* [What the task requires] Return the listing below word for word.
[Data provided]
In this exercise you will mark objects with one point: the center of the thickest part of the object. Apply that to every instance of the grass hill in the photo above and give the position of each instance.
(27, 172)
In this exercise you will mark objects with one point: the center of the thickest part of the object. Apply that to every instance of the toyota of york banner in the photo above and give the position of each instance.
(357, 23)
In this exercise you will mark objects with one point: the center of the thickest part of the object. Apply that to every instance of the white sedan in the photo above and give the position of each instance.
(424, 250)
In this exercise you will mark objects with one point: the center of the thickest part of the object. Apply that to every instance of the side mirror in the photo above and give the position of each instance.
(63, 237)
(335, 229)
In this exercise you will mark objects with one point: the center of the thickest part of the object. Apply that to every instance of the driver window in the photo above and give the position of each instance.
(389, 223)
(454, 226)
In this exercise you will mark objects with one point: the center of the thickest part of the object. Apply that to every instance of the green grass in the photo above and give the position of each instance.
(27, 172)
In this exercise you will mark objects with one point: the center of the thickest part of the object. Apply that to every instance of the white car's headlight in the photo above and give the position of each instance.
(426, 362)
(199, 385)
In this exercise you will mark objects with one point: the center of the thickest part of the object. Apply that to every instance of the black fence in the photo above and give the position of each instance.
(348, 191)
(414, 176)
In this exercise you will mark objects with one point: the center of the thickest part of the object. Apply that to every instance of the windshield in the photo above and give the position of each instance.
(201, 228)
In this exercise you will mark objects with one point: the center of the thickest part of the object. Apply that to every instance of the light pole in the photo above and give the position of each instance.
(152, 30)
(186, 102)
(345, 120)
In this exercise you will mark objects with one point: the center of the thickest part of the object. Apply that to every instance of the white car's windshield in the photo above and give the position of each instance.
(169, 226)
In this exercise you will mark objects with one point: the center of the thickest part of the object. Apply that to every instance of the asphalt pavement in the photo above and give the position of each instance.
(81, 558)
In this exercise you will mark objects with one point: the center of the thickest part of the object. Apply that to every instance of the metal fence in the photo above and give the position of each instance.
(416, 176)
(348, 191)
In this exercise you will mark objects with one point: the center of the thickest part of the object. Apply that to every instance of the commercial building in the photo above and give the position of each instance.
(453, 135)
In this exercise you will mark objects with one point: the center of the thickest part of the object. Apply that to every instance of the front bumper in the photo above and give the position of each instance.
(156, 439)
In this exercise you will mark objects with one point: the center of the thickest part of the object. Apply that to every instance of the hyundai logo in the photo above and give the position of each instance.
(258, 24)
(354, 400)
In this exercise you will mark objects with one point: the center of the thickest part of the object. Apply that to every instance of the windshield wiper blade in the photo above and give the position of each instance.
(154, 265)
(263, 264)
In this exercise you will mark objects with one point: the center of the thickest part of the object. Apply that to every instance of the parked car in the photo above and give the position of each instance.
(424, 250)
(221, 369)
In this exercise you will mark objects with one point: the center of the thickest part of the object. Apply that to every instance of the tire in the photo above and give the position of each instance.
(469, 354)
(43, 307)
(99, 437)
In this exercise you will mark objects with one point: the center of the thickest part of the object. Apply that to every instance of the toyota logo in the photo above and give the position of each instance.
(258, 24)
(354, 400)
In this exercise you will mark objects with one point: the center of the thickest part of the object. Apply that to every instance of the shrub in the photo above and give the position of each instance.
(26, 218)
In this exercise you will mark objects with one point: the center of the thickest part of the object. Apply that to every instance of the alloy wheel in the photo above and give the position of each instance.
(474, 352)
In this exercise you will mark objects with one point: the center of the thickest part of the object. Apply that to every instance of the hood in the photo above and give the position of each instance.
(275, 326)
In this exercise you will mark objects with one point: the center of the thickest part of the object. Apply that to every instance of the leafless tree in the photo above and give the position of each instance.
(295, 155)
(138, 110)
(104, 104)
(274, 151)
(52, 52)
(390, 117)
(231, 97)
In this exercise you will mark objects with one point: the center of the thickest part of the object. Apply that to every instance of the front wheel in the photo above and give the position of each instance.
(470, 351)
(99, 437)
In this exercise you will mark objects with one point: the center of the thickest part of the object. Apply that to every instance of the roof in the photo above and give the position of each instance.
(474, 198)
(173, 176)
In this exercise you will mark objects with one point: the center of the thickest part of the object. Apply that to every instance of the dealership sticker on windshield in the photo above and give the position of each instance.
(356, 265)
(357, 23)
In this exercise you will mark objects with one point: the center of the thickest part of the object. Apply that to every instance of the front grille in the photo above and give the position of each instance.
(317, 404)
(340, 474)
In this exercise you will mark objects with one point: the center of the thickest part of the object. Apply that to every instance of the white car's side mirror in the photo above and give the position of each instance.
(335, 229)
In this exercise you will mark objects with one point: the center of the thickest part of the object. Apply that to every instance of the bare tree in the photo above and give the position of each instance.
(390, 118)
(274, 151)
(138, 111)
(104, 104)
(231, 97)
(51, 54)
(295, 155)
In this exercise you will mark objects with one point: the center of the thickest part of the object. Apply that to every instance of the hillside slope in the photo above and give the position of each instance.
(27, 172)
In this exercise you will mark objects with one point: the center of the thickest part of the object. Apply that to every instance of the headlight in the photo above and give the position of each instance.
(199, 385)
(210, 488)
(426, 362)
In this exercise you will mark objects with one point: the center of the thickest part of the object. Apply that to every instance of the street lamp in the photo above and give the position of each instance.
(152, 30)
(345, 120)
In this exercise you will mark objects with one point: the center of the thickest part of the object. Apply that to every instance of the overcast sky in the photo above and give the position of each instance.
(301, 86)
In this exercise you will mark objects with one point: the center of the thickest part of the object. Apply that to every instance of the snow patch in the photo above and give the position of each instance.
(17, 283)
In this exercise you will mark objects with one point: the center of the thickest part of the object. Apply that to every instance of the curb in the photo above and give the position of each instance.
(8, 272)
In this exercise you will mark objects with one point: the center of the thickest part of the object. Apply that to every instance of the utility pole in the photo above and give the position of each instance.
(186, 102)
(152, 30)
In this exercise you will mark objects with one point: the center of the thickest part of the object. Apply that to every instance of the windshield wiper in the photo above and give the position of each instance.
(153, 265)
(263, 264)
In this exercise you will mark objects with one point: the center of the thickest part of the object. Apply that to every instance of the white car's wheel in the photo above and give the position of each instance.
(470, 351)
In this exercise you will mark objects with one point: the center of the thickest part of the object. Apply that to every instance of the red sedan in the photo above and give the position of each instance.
[/Data provided]
* [Answer for the task]
In this exercise you will mark objects with one point: the center of the thickest part of the object. Apply that to every instance of the grass hill in the photo above and give the position of each instance.
(27, 172)
In this exercise you will mark objects with one point: the center of the thickest part of the object. Apply that to every instance of the toyota of york banner in the photo above and give the position of each instance.
(357, 23)
In this exercise you will mark objects with one point: the center of the thickest part of the object. Apply that to every instance of the white sedan in the photo above and give the position of each instance.
(424, 250)
In this exercise you will mark objects with one point: the center of the thickest part of the object. Apply that to every instance of the side mirror in the photo above and give the position of each instance.
(63, 237)
(335, 229)
In this exercise you will mark objects with one point: the center of the thickest part of the object. Apply that to every instance of the driver window in the photo above and give the position of each instance.
(389, 223)
(454, 226)
In this exercise you will mark objects with one point: the center of the thickest part of the object. Apply that to every instance of the green grass in the photo above and give the position of each instance.
(27, 172)
In this exercise you will mark objects with one point: the center of the thickest part of the object. Apply that to every instance of the white car's headlight in the photo above and give the position of each instance.
(426, 362)
(199, 385)
In this exercise you will mark objects with one point: the center of the thickest part of the object. Apply that to every instance of the black fence in the photo above and give the position of each instance.
(348, 191)
(414, 176)
In this exercise you will mark objects with one point: the center of the thickest part of the object. Apply that to every instance of the windshield in the photo above and give the position of each instance.
(201, 228)
In this exercise you will mark objects with one point: the center of the thickest part of the object. Apply that to every instance of the light pole in the photo above and give the position of each instance.
(152, 30)
(186, 102)
(345, 120)
In this exercise you will mark objects with one point: the center of the thickest part of the object. Apply that to every instance of the white car's windshield in the photo above and give the position of each instance.
(169, 226)
In this exercise you will mark objects with one point: the center of the thickest part of the object. Apply that to every instance of the asphalt pavement in the photo above and give the position of each instance.
(81, 558)
In this exercise you will mark objects with one point: the center of the thickest part of the object. Apply that to every instance of the metal fence in the photo above and give the position of each instance.
(416, 176)
(348, 191)
In this exercise you will mark objects with one point: the center of the thickest part of the object. Apply that to every instance of the commercial building in the photo above and give the position of each instance.
(453, 135)
In this exercise you will mark objects with one point: the center of the thickest part of the object. Apply that to every instance of the front bumper in the photo above and give the position of each instance.
(156, 439)
In this exercise you will mark objects with one point: the center of the thickest part of the object. Apply that to every instance of the hyundai logo in the photo above and give the position of each instance.
(258, 24)
(354, 400)
In this exercise you will mark objects with one point: the center of the thickest part of the object. Apply that to every instance of the windshield wiper blade in the photo above and give the position of each instance.
(154, 265)
(263, 264)
In this exercise you will mark objects with one point: the center of the thickest part of the object. Apply that to every instance of the parked car in the photo above and give the position of each instance.
(424, 250)
(221, 369)
In this exercise you will mark objects with one point: the center of the thickest part of the object. Apply that to every instance of the tire in the photo above and give the position of each instance.
(469, 354)
(43, 307)
(99, 437)
In this exercise you will mark objects with one point: the center of the thickest part of the object. Apply that to every instance of the toyota logo in the photo above and give the position of each instance.
(258, 24)
(354, 400)
In this exercise you will mark objects with one point: the center of the thickest part of the object. Apply that to every instance of the shrub in the photo above and give the position of each instance.
(26, 218)
In this exercise you will mark objects with one point: the center of the thickest part of the object. Apply that to every instance of the alloy wheel in the photo above and give the position of each instance.
(474, 352)
In this exercise you will mark objects with one point: the center of the thickest part of the object. Apply that to every instance of the hood in the photo above and give the position of each instance.
(275, 326)
In this exercise you will mark objects with one point: the center of the thickest part of the object. Apply that to every instance of the leafless tree in the photo above and give the position of each instance.
(295, 155)
(138, 110)
(104, 104)
(274, 151)
(52, 52)
(390, 117)
(231, 97)
In this exercise you will mark objects with one point: the center of the thickest part of the object. Apply that to every instance of the front wheel in the photo above and give the position of each instance.
(470, 351)
(99, 437)
In this exercise you will mark objects with one point: the center of the thickest part of the object. Apply that to every instance of the roof in the photo above and give the position of each instance.
(474, 198)
(173, 176)
In this exercise you will mark objects with one point: the center of the thickest part of the object. Apply that to every instance of the dealership sticker on windshield in the photo above and give the position of each instance.
(356, 265)
(357, 23)
In this exercise you will mark objects with one point: the center of the thickest part of the object. Apply that to every instance of the front grille in the photo above and give the position of each instance.
(317, 404)
(340, 474)
In this exercise you will mark objects with one point: the center of the thickest part of the object. Apply that to every instance of the white car's side mirror in the photo above and give the position of each instance.
(335, 229)
In this exercise you will mark objects with one point: the center of the thickest part of the object. Apply that to every instance of the bare tree in the photo above and give the position of each instance.
(390, 118)
(274, 151)
(138, 111)
(104, 104)
(231, 97)
(51, 54)
(295, 155)
In this exercise you will mark objects with one point: the center of the thickest part of the object. Apply that to every instance of the hillside slope in the photo above and give the position of each instance.
(27, 172)
In this exercise you will mark objects with one point: the center of the thickest part of the object. Apply that to every instance of the headlight in the photo above and give the position of each instance.
(199, 385)
(210, 488)
(426, 362)
In this exercise you will mark objects with one point: the center of the thickest part of the object. Apply that to every instance of the street lamp in the photo above and give the position of each instance.
(152, 30)
(345, 120)
In this exercise you will mark objects with one point: the center of the thickest part of the object. Apply that to every instance of the overcast sky in the photo above and give the position of each instance.
(301, 86)
In this exercise you will mark objects with one point: the center of the thickest part of the object. Apply that to every instance of the snow patch in the photo above and give the position of each instance.
(17, 283)
In this exercise you will mark objects with one point: the center of the thickest part of the object. Apply that to every instance of the curb in the photo above and give the position of each instance.
(8, 272)
In this exercise you will mark objects with one point: the center of the thickest part of the object. Apply that to every instance of the utility pole in the photo above and give the position of each instance.
(186, 102)
(152, 30)
In this exercise you will mark objects with one point: the center of the thickest part of the object. Apply that to every instance of the windshield wiper in the photo above and give the position of each instance.
(153, 265)
(263, 264)
In this exercise you will mark objects with one point: the center of the thickest part of the object. Apply that to every instance of the white car's wheel in the photo above and give the position of each instance.
(470, 351)
In this exercise you will mark objects with one point: the center of the thickest part of the object. Apply that to every instance of the red sedan in the photo above and give the position of each instance.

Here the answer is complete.